**What to produce**.
Duplicate the rows starting with the line that contains "</instance>" and continuing through the last line of the rows, including both ends.

[Supplied data — start]

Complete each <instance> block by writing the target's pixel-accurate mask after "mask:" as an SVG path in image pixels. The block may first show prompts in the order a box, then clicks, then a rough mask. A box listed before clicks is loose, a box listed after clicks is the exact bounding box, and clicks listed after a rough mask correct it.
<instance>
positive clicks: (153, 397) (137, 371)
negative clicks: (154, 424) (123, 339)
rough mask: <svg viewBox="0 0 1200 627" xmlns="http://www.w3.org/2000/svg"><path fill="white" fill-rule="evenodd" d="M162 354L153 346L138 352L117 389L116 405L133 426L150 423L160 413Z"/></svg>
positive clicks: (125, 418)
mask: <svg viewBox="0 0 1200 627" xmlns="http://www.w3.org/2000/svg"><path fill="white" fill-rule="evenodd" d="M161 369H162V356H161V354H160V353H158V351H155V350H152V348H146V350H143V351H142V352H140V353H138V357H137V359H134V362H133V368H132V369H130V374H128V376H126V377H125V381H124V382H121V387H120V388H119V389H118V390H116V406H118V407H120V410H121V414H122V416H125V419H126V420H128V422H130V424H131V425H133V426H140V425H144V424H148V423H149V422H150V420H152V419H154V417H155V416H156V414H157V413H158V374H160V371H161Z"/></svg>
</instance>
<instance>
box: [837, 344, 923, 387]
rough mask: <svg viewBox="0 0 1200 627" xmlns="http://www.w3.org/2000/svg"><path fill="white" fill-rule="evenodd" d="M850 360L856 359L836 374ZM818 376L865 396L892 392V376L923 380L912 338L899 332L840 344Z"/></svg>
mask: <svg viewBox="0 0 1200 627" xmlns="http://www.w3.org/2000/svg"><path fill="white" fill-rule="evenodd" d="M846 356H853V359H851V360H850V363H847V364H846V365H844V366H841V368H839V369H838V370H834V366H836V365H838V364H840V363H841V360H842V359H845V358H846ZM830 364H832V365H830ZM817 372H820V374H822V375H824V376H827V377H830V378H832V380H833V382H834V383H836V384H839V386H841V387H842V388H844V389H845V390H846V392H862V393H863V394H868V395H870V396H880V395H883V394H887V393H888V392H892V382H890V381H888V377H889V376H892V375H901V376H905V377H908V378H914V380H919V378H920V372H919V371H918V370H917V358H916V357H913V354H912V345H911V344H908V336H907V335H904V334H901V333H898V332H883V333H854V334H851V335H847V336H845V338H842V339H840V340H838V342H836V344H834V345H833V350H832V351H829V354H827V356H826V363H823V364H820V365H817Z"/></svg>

[Supplied data — finish]

**Response to this task**.
</instance>
<instance>
box: [837, 344, 923, 387]
rough mask: <svg viewBox="0 0 1200 627" xmlns="http://www.w3.org/2000/svg"><path fill="white" fill-rule="evenodd" d="M850 360L856 359L836 374ZM818 376L865 396L892 392V376L923 380L912 338L899 332L840 344Z"/></svg>
mask: <svg viewBox="0 0 1200 627" xmlns="http://www.w3.org/2000/svg"><path fill="white" fill-rule="evenodd" d="M846 356H853V359H851V360H850V363H847V364H846V365H844V366H841V368H839V369H838V370H834V366H836V365H838V364H840V363H841V360H842V359H845V358H846ZM830 364H832V365H830ZM817 372H820V374H822V375H824V376H827V377H830V378H832V380H833V382H834V383H836V384H839V386H841V387H842V388H844V389H845V390H846V392H862V393H863V394H868V395H870V396H880V395H883V394H887V393H888V392H892V382H890V381H888V377H889V376H892V375H901V376H905V377H908V378H914V380H919V378H920V372H919V371H918V370H917V358H916V357H913V354H912V345H911V344H908V336H907V335H904V334H901V333H898V332H883V333H854V334H851V335H847V336H845V338H842V339H840V340H838V342H836V344H834V345H833V350H832V351H829V354H827V356H826V363H823V364H820V365H817Z"/></svg>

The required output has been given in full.